To be done =
Gather each line in the rows below that contains the string "woman". Case counts.

§ §

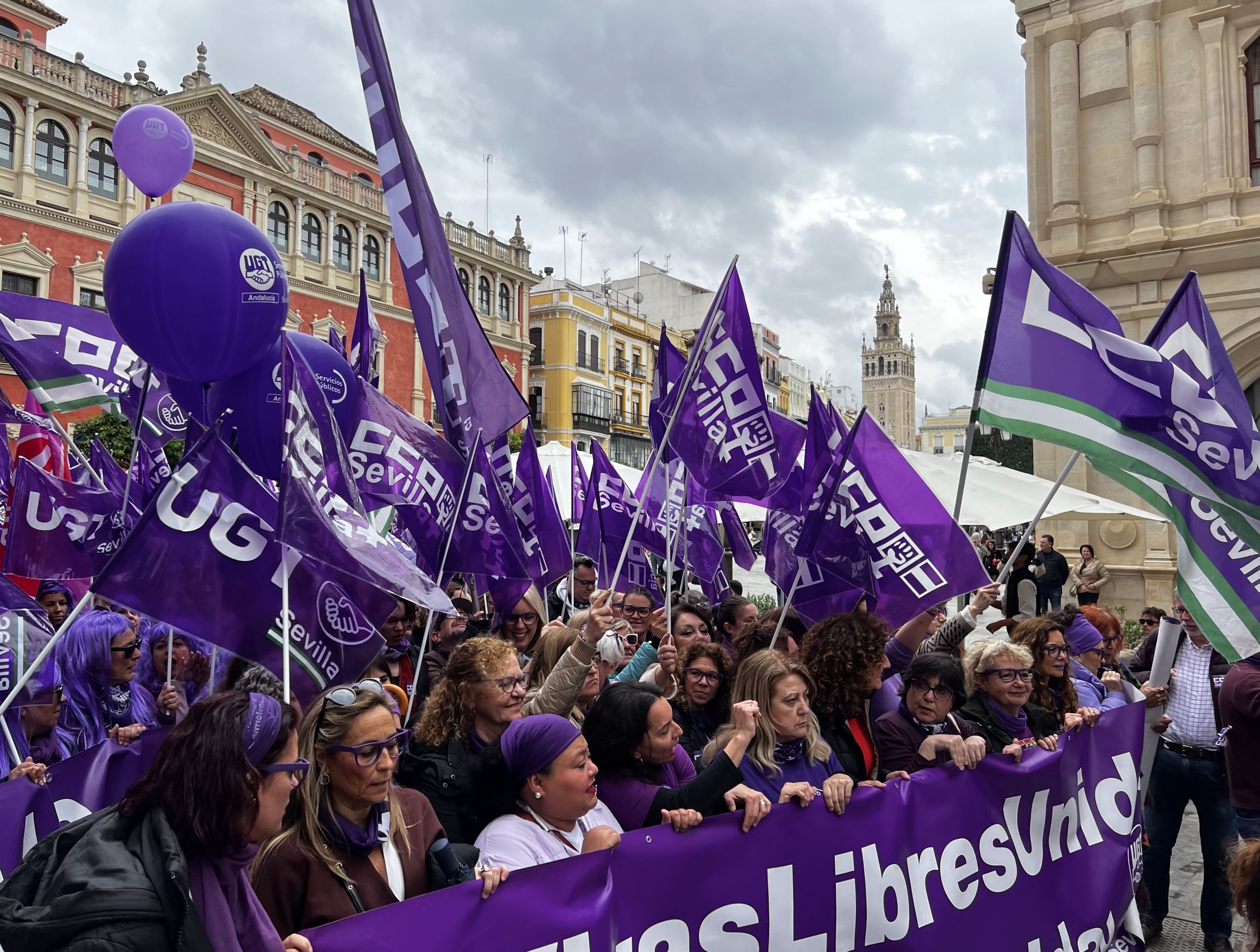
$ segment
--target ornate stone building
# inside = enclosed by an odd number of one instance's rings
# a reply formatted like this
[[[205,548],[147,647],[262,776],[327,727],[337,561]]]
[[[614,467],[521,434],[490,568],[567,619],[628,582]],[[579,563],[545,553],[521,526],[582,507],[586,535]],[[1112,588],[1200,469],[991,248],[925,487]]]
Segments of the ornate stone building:
[[[324,340],[349,336],[358,271],[383,330],[382,388],[417,417],[432,399],[393,252],[373,154],[311,110],[253,86],[232,93],[210,78],[207,50],[168,92],[145,72],[121,77],[47,49],[66,18],[38,0],[0,0],[0,286],[105,309],[105,258],[118,232],[163,201],[210,201],[249,218],[289,272],[289,327]],[[190,57],[192,59],[192,57]],[[159,102],[193,131],[197,161],[155,201],[140,195],[113,157],[113,123],[123,110]],[[494,232],[444,219],[460,281],[495,354],[524,392],[523,321],[534,276],[517,219],[507,242]],[[8,371],[0,387],[20,405],[24,388]]]
[[[1028,219],[1042,252],[1143,339],[1188,271],[1260,407],[1260,0],[1013,0],[1024,37]],[[1068,452],[1038,443],[1038,476]],[[1079,463],[1068,484],[1129,497]],[[1051,524],[1047,524],[1051,525]],[[1104,599],[1172,598],[1155,523],[1060,523],[1111,567]]]
[[[915,447],[915,341],[901,339],[901,311],[888,266],[874,312],[874,343],[862,335],[862,403],[897,446]]]

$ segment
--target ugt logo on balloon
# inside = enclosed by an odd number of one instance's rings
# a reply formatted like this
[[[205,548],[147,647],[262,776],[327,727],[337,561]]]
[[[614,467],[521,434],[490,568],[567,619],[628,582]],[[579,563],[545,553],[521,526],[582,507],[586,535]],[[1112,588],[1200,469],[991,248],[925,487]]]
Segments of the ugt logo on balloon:
[[[280,301],[280,295],[271,290],[271,286],[276,283],[276,266],[266,252],[257,248],[246,248],[241,252],[241,277],[253,288],[253,291],[246,291],[241,295],[241,303],[256,301],[277,303]]]

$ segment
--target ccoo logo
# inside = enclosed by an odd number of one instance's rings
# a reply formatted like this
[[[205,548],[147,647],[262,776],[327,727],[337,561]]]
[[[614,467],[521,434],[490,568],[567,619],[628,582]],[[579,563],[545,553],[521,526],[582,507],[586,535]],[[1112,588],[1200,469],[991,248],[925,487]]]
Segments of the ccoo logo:
[[[266,252],[246,248],[241,252],[241,277],[255,291],[266,291],[276,283],[276,266]]]

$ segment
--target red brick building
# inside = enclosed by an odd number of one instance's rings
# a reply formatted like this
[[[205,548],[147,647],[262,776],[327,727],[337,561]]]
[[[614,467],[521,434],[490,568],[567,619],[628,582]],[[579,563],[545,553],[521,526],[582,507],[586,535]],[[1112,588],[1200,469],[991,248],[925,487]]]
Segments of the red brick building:
[[[260,86],[232,93],[212,81],[205,48],[179,89],[145,73],[121,77],[48,52],[66,18],[39,0],[0,0],[0,285],[103,310],[105,258],[118,230],[151,204],[212,201],[267,233],[289,272],[289,327],[349,337],[358,271],[384,343],[382,388],[431,419],[433,404],[416,340],[402,269],[392,248],[381,176],[370,150],[315,112]],[[55,38],[54,38],[55,42]],[[158,102],[197,140],[197,161],[173,193],[150,203],[118,169],[111,131],[130,106]],[[460,281],[495,353],[525,392],[529,249],[517,229],[507,241],[444,219]],[[0,387],[19,404],[11,373]]]

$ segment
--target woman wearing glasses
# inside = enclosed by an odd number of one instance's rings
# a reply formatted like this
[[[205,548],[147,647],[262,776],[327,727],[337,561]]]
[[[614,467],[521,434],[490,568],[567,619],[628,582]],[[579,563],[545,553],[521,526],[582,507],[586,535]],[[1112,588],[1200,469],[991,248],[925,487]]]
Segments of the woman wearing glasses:
[[[281,941],[247,871],[306,771],[294,722],[263,694],[197,704],[118,806],[42,840],[5,879],[0,943],[310,952],[302,936]]]
[[[1076,696],[1076,685],[1068,672],[1071,649],[1058,623],[1046,616],[1026,618],[1011,631],[1011,640],[1033,656],[1032,703],[1053,714],[1060,730],[1077,728],[1081,723],[1094,727],[1100,711],[1082,708]]]
[[[428,798],[393,785],[408,735],[375,679],[333,688],[311,703],[297,734],[310,778],[252,870],[277,932],[311,929],[472,878],[451,853]],[[454,863],[450,878],[436,865],[441,859]],[[483,895],[503,873],[480,871]]]
[[[974,768],[988,743],[954,714],[963,696],[963,666],[955,659],[916,655],[901,675],[901,704],[874,723],[883,766],[915,773],[953,761],[960,771]]]
[[[678,652],[683,686],[669,704],[674,723],[683,732],[678,743],[693,763],[717,729],[731,715],[731,676],[735,666],[726,649],[709,641],[693,641]]]
[[[428,797],[451,842],[472,842],[481,831],[469,808],[472,763],[520,718],[528,680],[509,642],[469,638],[451,652],[446,676],[428,696],[398,783]]]
[[[129,744],[158,725],[158,706],[136,684],[141,640],[115,612],[81,615],[54,650],[62,672],[60,734],[72,753],[106,738]]]
[[[756,701],[735,705],[726,747],[699,774],[678,744],[683,732],[672,715],[650,684],[612,685],[591,705],[582,735],[600,768],[604,803],[622,830],[670,824],[682,832],[742,802],[747,832],[770,812],[770,801],[743,786],[738,767],[756,734]]]
[[[958,709],[988,743],[989,753],[1004,753],[1018,763],[1026,747],[1058,747],[1058,722],[1029,700],[1032,652],[1009,641],[973,645],[963,661],[971,696]]]

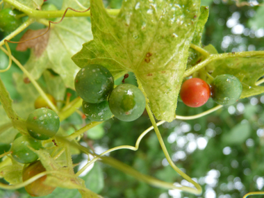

§ §

Output below =
--target woman wearing glasses
Segments of the woman wearing glasses:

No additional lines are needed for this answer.